**ISTRUZIONI DA SEGUIRE**
Indica, per favore, in quante righe delle voci riportate sotto compare la parola "bokeh", tenendo conto di maiuscole e minuscole. Rispondi soltanto con il numero.
■ ■ ■
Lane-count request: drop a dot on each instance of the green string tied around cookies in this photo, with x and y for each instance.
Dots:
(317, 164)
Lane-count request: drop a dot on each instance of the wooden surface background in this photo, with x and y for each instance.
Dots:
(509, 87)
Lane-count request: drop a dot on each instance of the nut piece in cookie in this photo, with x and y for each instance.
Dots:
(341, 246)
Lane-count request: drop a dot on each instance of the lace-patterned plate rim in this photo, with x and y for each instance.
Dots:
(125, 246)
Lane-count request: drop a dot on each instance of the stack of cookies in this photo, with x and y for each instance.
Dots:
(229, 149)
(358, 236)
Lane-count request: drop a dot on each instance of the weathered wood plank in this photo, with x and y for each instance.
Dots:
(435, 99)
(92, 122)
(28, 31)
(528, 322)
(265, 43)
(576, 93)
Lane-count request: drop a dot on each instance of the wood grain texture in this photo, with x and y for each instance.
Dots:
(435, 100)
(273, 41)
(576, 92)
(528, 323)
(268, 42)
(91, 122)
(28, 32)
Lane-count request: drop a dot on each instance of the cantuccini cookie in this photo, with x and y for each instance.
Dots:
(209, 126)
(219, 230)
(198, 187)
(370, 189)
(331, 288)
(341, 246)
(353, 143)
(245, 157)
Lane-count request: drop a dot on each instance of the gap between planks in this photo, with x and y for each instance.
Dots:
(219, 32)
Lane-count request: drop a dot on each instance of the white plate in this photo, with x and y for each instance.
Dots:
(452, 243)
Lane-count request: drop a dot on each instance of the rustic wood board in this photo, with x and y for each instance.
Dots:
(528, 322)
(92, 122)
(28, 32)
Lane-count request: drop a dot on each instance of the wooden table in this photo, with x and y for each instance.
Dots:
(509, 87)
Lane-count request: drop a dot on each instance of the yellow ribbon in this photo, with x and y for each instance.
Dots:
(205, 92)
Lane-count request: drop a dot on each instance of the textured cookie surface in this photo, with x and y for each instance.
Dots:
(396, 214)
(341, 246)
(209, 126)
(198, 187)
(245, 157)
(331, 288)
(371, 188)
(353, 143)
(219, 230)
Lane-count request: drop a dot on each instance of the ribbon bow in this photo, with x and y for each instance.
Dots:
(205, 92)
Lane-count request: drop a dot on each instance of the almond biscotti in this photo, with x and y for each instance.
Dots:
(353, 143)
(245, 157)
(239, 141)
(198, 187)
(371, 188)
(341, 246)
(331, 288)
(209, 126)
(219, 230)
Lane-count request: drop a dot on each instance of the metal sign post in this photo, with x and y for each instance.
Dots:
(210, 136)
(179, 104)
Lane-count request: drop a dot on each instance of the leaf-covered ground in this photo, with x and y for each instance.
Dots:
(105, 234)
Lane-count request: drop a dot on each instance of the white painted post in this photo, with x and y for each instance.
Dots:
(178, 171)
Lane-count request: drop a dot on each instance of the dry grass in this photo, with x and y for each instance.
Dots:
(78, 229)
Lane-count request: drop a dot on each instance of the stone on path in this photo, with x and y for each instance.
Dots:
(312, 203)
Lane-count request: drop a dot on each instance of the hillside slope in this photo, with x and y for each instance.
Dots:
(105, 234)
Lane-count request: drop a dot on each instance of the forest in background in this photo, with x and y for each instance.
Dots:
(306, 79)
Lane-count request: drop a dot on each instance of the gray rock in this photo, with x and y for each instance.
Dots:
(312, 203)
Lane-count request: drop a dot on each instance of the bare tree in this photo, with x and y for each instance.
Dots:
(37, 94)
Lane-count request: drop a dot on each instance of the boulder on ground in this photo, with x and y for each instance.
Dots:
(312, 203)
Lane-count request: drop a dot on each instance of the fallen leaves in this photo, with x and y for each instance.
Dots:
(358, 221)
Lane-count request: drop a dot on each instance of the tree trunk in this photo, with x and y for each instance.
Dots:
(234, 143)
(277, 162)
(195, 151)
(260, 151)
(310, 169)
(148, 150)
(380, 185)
■ ■ ■
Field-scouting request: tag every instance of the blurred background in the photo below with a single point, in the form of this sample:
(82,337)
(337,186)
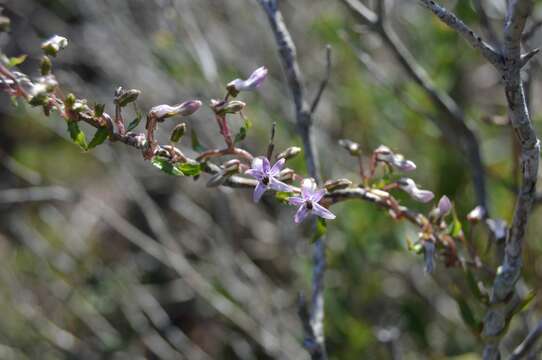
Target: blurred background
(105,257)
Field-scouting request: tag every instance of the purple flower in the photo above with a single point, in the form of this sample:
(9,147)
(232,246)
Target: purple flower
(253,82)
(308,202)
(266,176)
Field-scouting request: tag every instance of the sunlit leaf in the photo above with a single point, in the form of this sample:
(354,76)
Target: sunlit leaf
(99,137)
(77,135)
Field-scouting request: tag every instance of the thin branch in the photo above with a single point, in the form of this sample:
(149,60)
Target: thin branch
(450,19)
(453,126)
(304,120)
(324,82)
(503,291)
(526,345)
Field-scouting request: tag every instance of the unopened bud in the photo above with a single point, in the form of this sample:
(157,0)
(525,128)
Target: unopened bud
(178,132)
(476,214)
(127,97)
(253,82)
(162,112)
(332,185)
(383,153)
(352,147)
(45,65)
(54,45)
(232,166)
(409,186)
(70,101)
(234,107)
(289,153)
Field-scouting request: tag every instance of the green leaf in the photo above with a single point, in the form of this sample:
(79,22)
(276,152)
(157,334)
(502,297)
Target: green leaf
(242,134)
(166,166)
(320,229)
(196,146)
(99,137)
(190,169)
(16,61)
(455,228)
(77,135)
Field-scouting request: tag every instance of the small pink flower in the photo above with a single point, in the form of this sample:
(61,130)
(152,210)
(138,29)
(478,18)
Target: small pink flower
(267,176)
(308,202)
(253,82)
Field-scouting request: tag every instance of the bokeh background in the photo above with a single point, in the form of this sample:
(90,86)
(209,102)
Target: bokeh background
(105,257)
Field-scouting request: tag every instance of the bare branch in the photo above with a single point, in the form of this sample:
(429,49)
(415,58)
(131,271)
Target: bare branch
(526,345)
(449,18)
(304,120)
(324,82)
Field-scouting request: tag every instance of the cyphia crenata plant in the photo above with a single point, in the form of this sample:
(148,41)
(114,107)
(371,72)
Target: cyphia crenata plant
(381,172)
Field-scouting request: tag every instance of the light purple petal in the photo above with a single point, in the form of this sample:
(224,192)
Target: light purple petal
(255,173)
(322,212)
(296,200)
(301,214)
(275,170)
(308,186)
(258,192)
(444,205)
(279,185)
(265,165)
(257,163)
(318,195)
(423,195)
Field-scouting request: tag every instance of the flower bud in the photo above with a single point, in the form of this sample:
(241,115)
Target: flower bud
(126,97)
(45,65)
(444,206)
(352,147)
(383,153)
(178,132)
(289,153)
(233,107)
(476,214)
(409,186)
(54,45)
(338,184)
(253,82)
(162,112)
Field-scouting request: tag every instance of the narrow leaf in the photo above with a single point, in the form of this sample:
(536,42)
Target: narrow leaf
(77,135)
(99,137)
■ ■ ■
**RISULTATO ESERCIZIO**
2